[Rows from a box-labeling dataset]
* BEGIN *

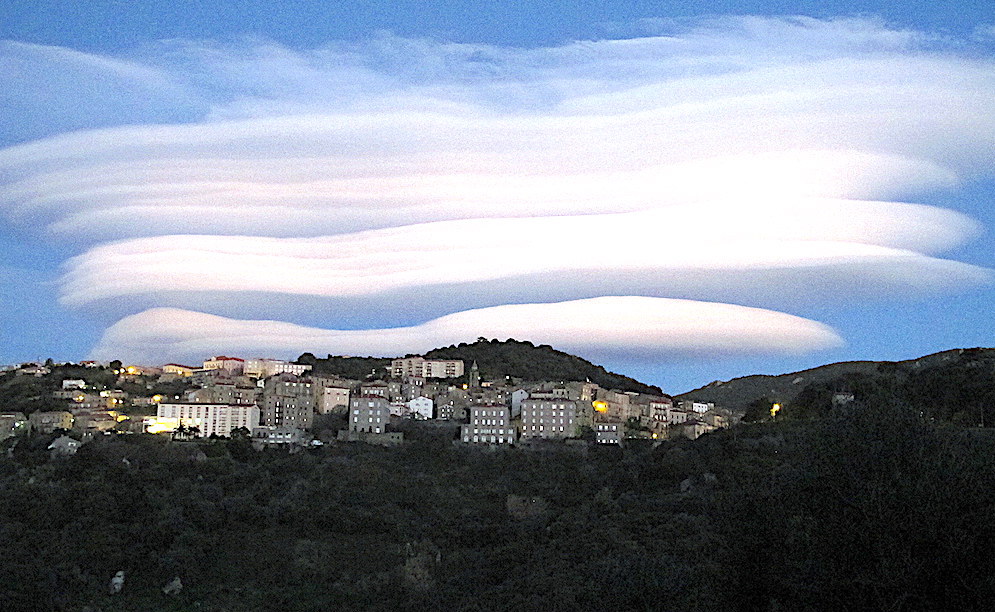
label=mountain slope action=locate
[678,348,995,422]
[297,338,661,394]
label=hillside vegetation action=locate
[680,348,995,426]
[297,338,661,393]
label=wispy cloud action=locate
[91,297,841,362]
[0,17,995,366]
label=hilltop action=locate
[678,348,995,425]
[297,338,662,394]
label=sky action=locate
[0,0,995,393]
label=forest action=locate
[0,402,995,612]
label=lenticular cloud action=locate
[0,18,995,360]
[93,297,841,362]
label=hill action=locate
[297,338,661,393]
[678,348,995,425]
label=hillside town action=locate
[0,355,737,452]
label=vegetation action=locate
[296,338,661,394]
[0,403,995,612]
[425,338,661,394]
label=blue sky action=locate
[0,1,995,393]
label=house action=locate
[349,395,390,434]
[153,402,259,438]
[28,410,73,434]
[260,374,315,429]
[390,357,464,378]
[522,398,582,440]
[408,397,434,420]
[0,412,31,440]
[460,404,516,444]
[594,419,625,444]
[48,436,82,457]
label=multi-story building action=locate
[242,358,311,378]
[204,355,245,375]
[460,404,516,444]
[390,357,464,378]
[522,398,582,439]
[162,363,199,378]
[0,412,28,440]
[260,374,315,429]
[154,402,259,438]
[349,395,390,434]
[594,420,625,444]
[318,386,349,414]
[28,410,73,434]
[408,397,434,420]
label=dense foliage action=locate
[0,404,995,611]
[747,349,995,427]
[425,338,660,393]
[297,338,661,394]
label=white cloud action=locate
[91,297,842,363]
[62,200,988,306]
[0,18,995,364]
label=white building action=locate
[349,395,390,433]
[318,386,349,414]
[594,421,625,444]
[408,396,435,420]
[460,405,515,444]
[200,355,245,376]
[242,358,311,378]
[153,403,259,438]
[522,398,580,439]
[390,357,464,378]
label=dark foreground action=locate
[0,408,995,612]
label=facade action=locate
[408,397,434,420]
[260,374,315,429]
[242,359,311,378]
[252,425,308,448]
[162,363,198,378]
[390,357,464,378]
[349,395,390,434]
[0,412,30,440]
[522,398,580,440]
[149,402,259,438]
[318,387,349,414]
[594,421,625,444]
[204,355,245,375]
[460,404,516,444]
[28,410,73,434]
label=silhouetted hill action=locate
[678,348,995,425]
[297,338,661,393]
[425,338,661,393]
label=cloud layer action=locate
[0,18,995,366]
[91,297,841,362]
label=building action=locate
[252,425,310,449]
[153,402,259,438]
[349,395,390,434]
[162,363,199,378]
[594,420,625,444]
[522,398,580,440]
[28,410,73,434]
[204,355,245,376]
[318,386,349,414]
[260,374,315,429]
[408,397,434,420]
[460,404,516,444]
[0,412,28,440]
[242,359,311,378]
[390,357,463,378]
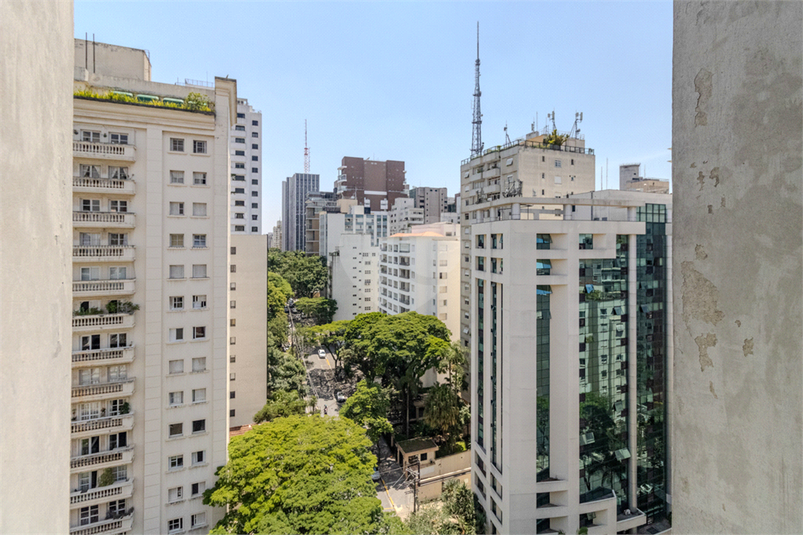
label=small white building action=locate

* END *

- [Request] Swap "building" for "structure" in all the lines above, keeping everything else unchanged, and leave the pictures out of your answer.

- [Complete response]
label=mountain slope action=locate
[678,348,995,422]
[297,338,661,394]
label=hillside vegetation action=locate
[680,348,995,426]
[297,338,661,393]
label=wispy cloud action=locate
[91,297,841,362]
[0,17,995,366]
label=hilltop action=locate
[678,348,995,425]
[297,338,662,394]
label=sky action=locate
[0,0,995,393]
label=forest action=locate
[0,402,995,612]
label=lenticular cloud action=locate
[0,18,995,360]
[93,297,841,362]
label=hill action=locate
[297,338,661,393]
[678,348,995,425]
label=hillside town action=locate
[0,355,737,452]
label=vegetation action=locate
[296,338,661,394]
[0,403,995,612]
[425,338,661,394]
label=blue sky action=locate
[0,1,995,393]
label=house action=locate
[349,395,390,434]
[153,402,259,438]
[28,410,73,434]
[260,374,315,429]
[390,357,464,378]
[522,398,582,440]
[408,397,434,420]
[0,412,31,440]
[460,404,516,444]
[594,419,625,444]
[48,436,82,457]
label=multi-story structure action=locate
[242,358,311,378]
[204,355,245,375]
[460,404,516,444]
[390,357,464,378]
[522,398,582,439]
[162,363,199,378]
[0,412,28,440]
[260,374,315,429]
[154,402,259,438]
[349,395,390,434]
[594,420,625,444]
[318,386,349,414]
[28,410,73,434]
[408,397,434,420]
label=dense foliage action=locate
[0,404,995,611]
[747,349,995,427]
[425,338,660,393]
[297,338,661,394]
label=white cloud action=locate
[91,297,842,363]
[62,200,988,306]
[0,18,995,364]
label=white structure action=locate
[349,395,390,433]
[318,386,349,414]
[594,421,625,444]
[408,396,435,420]
[460,405,515,444]
[200,355,245,376]
[242,358,311,378]
[153,403,259,438]
[522,398,580,439]
[390,357,464,378]
label=dark foreground action=locate
[0,408,995,612]
label=facade action=locate
[408,397,434,420]
[260,374,315,429]
[242,359,311,378]
[252,425,308,448]
[162,363,198,378]
[390,357,464,378]
[349,395,390,434]
[0,412,30,440]
[522,398,580,440]
[149,402,259,438]
[318,387,349,414]
[594,421,625,444]
[204,355,245,375]
[460,404,516,444]
[28,410,73,434]
label=silhouetted hill action=locate
[678,348,995,425]
[297,338,661,393]
[425,338,661,393]
label=cloud layer action=locate
[0,18,995,366]
[91,297,841,362]
label=structure action=locate
[252,425,310,449]
[153,402,259,438]
[349,395,390,434]
[162,363,199,378]
[594,420,625,444]
[522,398,580,440]
[28,410,73,434]
[204,355,245,376]
[318,386,349,414]
[260,374,315,429]
[408,397,434,420]
[460,404,516,444]
[0,412,28,440]
[242,359,311,378]
[390,357,463,378]
label=small white structure action=locate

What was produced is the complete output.